= Point-based annotation data =

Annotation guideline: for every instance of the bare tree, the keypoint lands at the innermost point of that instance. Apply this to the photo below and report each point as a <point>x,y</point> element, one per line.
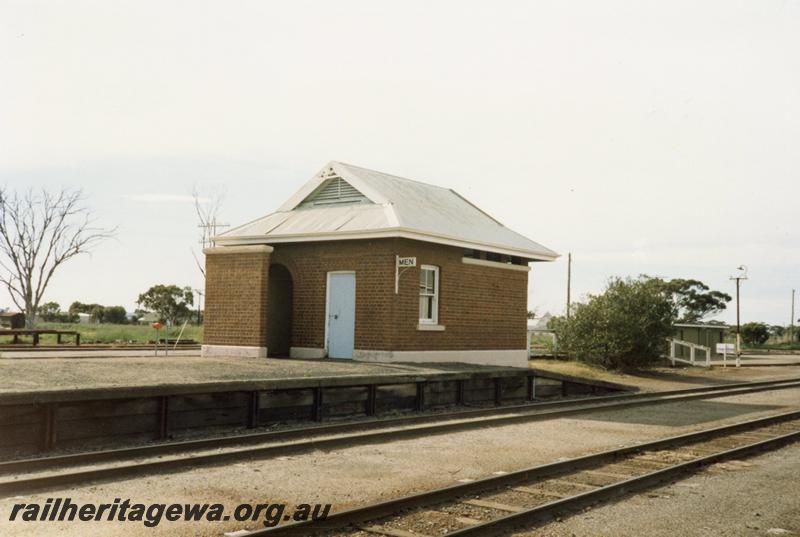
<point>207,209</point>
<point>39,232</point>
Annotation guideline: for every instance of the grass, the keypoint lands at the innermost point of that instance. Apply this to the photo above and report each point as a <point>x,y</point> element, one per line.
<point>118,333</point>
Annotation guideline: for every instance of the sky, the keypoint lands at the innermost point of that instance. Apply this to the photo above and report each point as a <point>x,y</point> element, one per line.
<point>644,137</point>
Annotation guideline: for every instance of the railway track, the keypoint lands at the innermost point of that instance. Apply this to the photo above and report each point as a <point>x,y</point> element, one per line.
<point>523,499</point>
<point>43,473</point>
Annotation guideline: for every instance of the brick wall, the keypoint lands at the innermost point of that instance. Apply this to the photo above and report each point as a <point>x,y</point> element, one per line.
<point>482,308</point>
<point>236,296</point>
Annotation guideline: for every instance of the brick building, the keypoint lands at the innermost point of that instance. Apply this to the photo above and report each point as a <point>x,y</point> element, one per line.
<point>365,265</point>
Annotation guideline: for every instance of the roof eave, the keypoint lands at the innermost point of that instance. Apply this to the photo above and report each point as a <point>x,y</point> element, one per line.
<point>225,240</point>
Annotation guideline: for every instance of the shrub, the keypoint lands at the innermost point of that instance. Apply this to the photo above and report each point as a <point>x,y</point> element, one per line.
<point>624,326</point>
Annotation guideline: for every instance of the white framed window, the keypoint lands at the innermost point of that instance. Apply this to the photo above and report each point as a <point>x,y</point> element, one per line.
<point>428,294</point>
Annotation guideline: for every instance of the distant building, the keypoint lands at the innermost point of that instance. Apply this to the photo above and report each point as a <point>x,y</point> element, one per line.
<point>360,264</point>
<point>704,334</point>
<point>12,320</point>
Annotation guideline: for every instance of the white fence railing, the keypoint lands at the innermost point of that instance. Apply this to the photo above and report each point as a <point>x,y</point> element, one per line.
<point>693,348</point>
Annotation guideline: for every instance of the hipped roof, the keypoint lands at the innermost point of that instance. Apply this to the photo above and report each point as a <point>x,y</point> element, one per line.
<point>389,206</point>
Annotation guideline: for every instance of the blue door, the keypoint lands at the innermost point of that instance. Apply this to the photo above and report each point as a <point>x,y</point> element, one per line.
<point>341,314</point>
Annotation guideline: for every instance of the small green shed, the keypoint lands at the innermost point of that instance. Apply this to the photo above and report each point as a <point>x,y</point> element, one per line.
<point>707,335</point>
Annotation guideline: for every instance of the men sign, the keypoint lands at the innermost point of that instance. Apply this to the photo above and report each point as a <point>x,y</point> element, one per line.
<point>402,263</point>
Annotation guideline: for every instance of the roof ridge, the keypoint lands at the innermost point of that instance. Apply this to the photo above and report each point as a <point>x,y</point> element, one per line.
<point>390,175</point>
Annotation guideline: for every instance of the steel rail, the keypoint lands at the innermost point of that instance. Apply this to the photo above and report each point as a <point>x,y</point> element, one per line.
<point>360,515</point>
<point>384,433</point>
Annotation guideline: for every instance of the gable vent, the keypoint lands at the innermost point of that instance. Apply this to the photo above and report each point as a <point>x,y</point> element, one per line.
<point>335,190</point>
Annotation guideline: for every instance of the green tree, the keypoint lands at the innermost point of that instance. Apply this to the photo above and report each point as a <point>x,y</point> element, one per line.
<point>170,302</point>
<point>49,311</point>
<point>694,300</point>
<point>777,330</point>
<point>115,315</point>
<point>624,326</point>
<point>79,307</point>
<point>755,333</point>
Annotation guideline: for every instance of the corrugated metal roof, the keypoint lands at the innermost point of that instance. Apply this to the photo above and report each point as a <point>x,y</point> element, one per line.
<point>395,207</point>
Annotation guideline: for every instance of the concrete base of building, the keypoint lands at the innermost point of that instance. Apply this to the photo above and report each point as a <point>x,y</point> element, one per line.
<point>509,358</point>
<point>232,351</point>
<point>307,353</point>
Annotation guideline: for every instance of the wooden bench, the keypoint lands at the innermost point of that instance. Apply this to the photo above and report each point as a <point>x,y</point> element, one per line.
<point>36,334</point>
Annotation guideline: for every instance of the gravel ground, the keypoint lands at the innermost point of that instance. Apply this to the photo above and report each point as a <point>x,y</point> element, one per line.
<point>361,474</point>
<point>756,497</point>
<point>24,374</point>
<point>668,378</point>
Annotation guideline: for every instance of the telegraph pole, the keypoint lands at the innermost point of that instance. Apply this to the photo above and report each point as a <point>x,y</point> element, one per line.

* * *

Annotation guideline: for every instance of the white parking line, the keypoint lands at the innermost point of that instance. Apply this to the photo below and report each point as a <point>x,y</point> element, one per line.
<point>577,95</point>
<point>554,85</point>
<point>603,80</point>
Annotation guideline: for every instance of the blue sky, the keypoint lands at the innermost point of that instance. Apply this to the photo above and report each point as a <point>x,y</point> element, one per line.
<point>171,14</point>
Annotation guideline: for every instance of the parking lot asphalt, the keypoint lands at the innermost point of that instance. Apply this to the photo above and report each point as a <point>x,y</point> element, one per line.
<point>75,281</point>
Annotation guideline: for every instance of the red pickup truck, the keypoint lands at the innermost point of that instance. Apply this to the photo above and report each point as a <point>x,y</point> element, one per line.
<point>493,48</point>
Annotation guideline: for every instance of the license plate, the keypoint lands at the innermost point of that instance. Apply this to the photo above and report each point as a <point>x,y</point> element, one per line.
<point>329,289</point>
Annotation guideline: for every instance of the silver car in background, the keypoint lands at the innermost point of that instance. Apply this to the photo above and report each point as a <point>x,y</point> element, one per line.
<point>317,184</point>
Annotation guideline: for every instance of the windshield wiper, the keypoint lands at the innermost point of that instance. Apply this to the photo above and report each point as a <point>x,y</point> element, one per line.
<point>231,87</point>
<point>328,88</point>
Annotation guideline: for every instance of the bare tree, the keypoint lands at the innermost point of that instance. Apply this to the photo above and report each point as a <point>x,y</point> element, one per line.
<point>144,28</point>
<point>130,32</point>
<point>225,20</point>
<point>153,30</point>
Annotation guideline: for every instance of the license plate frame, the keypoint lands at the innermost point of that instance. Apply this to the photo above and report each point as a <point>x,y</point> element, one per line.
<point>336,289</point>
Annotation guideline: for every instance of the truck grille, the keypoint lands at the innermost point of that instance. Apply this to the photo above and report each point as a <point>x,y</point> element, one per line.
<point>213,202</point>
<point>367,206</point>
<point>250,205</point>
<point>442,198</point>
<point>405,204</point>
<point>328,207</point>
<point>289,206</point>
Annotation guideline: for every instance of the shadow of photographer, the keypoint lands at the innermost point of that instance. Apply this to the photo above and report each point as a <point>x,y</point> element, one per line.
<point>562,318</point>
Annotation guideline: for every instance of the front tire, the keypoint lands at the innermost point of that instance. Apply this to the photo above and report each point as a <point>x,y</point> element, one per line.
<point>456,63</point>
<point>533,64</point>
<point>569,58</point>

= The exercise =
How many lines of the material above contain the word "building"? Reply with the number alone.

= Complete answer =
3